List every line in this data where the string "pendant" occurs.

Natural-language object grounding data
=== Section Start ===

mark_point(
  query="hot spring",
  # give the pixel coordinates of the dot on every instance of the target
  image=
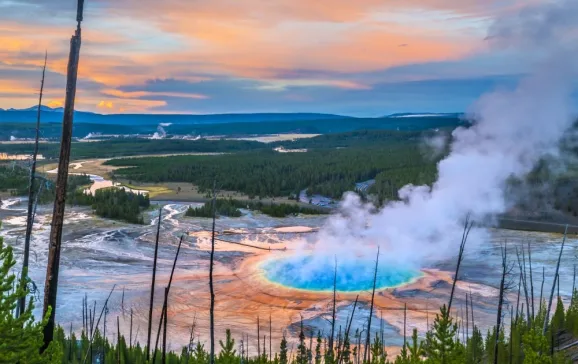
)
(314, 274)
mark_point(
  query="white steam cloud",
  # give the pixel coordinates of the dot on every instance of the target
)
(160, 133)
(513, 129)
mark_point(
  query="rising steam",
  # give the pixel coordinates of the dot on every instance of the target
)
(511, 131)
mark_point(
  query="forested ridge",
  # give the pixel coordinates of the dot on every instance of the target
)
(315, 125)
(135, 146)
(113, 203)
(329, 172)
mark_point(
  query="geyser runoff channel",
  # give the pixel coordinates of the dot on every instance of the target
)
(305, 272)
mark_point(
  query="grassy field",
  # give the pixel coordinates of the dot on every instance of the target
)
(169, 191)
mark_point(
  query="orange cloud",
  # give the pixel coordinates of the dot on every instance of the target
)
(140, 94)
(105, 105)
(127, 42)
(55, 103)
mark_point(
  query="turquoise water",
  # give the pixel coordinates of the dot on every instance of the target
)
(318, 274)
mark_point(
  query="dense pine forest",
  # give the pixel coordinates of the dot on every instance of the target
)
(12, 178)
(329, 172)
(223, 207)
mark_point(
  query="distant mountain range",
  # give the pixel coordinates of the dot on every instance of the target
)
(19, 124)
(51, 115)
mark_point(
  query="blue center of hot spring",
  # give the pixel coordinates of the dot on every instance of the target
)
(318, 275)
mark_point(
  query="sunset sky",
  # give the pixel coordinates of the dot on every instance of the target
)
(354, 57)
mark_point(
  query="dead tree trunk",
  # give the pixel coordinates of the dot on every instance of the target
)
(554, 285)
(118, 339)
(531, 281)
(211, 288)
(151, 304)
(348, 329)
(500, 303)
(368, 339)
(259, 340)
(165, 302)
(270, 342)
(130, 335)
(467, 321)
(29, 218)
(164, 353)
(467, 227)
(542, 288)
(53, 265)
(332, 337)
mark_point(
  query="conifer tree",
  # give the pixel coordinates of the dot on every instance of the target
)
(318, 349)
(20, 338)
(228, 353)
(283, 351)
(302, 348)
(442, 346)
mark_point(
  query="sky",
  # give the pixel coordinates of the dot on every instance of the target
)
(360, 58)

=== Section End ===
=== Section Start ===

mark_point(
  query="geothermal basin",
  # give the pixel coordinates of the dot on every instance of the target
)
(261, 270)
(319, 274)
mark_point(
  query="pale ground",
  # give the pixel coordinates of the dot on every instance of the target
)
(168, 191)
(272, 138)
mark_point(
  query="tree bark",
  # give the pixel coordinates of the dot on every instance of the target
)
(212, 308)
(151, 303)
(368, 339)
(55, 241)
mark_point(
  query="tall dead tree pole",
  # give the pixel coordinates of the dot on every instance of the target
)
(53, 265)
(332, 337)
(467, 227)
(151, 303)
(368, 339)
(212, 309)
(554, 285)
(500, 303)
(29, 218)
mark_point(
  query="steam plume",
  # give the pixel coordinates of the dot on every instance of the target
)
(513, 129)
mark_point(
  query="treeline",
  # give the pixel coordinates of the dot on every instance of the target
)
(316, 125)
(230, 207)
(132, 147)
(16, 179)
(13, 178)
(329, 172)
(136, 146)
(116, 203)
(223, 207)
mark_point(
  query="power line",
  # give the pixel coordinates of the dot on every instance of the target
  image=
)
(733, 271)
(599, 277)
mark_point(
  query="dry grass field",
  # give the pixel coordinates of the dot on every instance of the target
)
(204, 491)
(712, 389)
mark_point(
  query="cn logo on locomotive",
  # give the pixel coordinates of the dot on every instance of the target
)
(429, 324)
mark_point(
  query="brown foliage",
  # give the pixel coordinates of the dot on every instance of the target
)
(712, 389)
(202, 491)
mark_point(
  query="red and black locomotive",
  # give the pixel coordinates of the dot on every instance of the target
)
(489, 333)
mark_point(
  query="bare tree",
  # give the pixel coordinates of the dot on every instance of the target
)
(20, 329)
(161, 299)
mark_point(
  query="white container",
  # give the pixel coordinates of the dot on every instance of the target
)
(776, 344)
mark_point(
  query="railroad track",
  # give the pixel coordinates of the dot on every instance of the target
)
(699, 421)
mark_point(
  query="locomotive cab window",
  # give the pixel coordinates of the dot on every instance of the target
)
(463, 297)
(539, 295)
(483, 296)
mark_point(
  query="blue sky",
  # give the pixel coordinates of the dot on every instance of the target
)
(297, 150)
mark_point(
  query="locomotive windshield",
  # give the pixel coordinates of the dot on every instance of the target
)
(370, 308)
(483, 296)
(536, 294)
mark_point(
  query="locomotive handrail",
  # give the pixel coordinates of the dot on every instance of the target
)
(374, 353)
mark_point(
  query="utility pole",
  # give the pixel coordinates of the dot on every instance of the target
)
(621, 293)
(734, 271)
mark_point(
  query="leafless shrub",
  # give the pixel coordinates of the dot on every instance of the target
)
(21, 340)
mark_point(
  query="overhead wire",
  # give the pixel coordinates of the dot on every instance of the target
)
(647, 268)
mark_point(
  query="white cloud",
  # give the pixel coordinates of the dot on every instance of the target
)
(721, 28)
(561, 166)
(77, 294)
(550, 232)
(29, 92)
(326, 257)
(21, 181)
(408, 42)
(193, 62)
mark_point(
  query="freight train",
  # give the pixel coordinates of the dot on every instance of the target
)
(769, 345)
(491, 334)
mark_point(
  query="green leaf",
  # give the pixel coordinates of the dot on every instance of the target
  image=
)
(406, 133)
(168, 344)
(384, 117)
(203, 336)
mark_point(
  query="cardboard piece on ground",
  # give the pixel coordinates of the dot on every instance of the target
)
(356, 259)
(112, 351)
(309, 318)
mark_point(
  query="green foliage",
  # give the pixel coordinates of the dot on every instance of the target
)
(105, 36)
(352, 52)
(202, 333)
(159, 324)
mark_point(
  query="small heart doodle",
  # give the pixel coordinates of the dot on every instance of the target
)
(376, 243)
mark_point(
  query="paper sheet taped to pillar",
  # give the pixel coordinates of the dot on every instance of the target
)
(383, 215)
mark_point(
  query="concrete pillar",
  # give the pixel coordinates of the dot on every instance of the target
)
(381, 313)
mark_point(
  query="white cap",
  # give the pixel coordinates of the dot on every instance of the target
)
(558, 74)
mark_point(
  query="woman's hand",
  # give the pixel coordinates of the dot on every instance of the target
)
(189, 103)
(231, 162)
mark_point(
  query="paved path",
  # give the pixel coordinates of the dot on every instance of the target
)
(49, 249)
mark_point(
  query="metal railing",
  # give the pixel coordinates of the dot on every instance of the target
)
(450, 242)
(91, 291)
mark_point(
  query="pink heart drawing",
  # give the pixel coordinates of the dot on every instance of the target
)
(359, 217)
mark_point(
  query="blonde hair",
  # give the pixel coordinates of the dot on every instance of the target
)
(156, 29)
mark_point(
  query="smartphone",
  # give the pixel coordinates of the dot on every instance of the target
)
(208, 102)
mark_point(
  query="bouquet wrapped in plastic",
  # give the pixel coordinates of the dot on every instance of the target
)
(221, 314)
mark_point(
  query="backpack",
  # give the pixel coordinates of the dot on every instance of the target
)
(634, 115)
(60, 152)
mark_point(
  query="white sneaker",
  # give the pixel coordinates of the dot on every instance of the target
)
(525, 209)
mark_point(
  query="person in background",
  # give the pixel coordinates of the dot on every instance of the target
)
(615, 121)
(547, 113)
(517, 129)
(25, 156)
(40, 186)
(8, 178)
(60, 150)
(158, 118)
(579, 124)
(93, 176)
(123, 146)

=== Section End ===
=== Section Start ===

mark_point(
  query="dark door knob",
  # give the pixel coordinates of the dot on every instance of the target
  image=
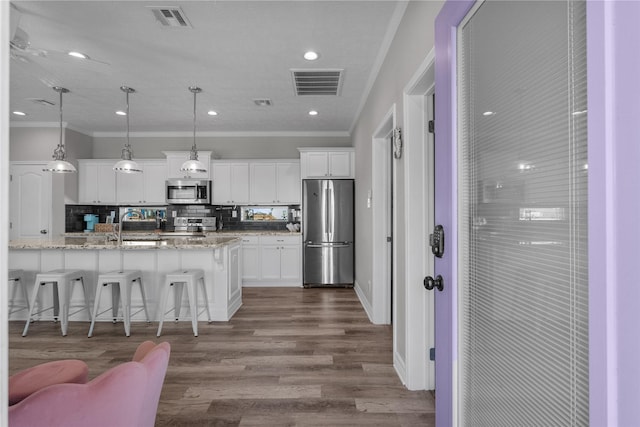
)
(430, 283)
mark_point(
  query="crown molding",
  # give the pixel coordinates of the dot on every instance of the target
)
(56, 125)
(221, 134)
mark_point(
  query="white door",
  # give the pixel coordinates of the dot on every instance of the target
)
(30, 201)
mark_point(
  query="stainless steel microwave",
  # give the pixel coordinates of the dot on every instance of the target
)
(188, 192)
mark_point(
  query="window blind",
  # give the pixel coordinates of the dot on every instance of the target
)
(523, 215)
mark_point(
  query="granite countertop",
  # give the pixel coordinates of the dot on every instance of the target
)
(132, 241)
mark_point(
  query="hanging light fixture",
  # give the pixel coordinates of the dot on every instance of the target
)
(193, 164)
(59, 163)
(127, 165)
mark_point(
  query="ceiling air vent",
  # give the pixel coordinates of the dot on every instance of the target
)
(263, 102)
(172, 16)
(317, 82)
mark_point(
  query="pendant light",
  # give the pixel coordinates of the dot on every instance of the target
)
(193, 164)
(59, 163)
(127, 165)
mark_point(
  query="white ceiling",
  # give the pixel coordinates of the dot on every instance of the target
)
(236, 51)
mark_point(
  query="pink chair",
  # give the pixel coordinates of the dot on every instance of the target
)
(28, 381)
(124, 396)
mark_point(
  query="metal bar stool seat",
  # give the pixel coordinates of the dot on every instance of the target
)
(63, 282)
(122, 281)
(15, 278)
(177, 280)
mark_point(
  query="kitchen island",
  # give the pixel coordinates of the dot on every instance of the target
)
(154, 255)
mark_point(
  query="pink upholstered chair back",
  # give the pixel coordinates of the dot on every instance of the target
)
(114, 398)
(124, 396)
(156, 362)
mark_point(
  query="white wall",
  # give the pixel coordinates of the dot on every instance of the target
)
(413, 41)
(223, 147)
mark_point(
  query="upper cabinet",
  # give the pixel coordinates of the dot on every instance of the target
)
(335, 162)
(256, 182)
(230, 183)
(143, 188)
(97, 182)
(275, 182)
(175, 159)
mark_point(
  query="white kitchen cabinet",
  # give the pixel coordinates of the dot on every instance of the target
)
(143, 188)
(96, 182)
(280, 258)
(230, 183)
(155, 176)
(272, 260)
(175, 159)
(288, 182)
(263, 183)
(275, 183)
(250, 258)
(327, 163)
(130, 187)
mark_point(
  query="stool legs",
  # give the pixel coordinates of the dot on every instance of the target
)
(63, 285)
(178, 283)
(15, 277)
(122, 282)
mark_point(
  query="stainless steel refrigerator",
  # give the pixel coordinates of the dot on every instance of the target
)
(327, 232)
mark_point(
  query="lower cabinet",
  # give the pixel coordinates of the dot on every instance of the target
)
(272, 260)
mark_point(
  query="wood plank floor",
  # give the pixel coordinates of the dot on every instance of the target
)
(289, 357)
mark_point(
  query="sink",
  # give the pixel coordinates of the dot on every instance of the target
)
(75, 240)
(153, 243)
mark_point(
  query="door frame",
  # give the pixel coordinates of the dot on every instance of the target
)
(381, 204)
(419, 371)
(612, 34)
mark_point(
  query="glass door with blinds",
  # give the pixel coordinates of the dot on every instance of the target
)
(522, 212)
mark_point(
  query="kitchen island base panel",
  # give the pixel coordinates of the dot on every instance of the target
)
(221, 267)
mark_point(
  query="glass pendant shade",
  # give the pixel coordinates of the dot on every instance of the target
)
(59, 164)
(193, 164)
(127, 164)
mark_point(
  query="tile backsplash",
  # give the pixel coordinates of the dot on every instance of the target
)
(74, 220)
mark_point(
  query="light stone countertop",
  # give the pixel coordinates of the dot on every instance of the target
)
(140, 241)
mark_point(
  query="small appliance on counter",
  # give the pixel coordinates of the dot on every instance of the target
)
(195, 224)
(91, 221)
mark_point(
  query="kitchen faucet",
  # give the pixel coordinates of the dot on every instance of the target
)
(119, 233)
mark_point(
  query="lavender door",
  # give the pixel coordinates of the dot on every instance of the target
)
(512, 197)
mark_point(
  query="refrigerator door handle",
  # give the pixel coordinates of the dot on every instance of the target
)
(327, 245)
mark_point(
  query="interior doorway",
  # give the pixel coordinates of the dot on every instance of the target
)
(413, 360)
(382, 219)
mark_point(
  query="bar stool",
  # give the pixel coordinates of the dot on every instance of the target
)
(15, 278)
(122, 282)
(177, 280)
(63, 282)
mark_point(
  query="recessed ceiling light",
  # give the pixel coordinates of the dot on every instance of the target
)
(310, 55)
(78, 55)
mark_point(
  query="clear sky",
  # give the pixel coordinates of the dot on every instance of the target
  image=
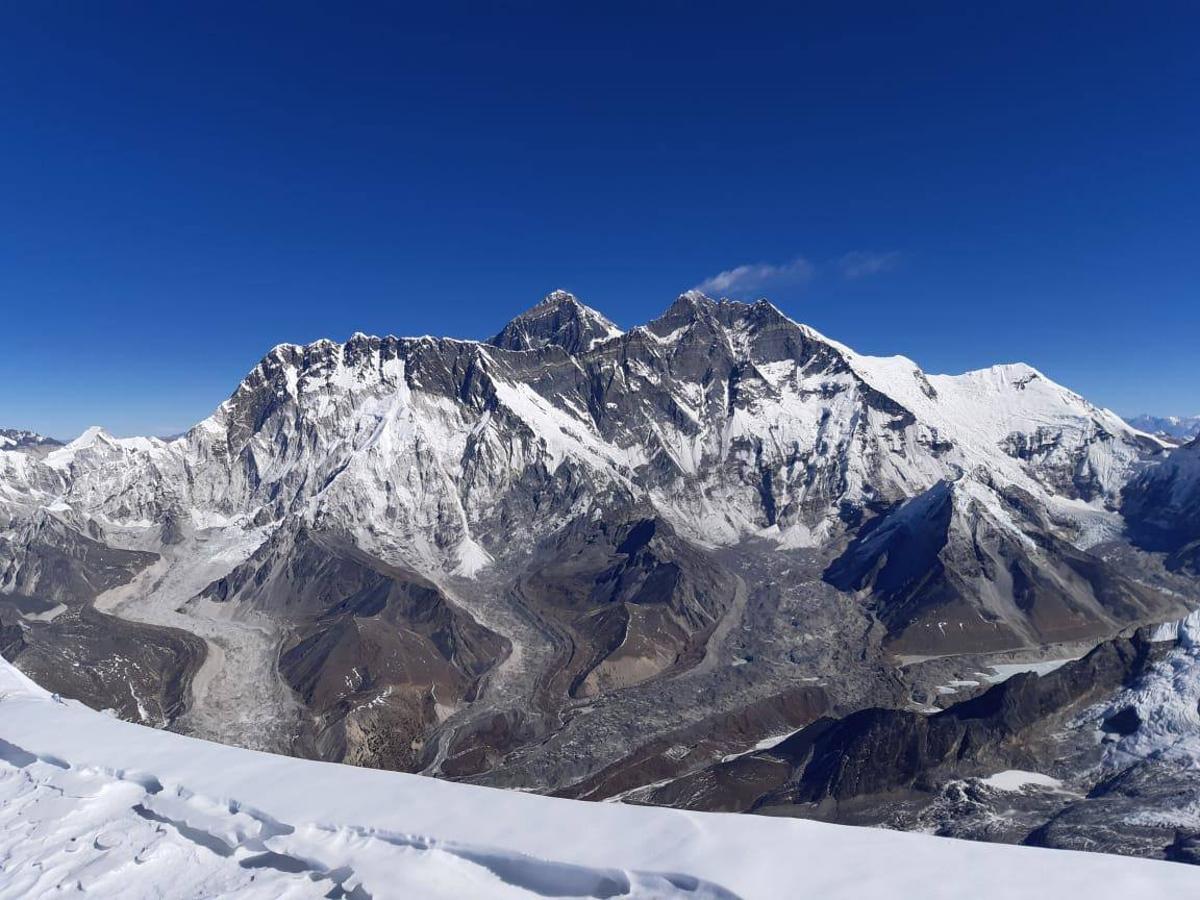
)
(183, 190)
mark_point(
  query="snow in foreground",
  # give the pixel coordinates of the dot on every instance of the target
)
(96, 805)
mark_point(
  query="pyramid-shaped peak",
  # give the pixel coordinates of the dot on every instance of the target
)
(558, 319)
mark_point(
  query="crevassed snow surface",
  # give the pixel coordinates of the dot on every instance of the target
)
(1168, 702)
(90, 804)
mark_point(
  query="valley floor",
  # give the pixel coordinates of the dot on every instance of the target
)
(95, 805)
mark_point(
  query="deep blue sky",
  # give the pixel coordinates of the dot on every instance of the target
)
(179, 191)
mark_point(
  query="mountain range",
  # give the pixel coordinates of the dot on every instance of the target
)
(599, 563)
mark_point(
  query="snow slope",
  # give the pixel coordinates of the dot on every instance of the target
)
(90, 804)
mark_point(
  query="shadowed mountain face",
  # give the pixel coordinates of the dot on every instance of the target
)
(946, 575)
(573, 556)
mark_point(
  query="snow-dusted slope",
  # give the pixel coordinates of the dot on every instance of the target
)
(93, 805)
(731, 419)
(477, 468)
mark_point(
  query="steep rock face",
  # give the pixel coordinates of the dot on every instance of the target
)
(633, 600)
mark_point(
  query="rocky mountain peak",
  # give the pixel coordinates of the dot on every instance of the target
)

=== Section End ===

§ Answer to this problem:
  query="pendant light",
  query="glass pendant shade",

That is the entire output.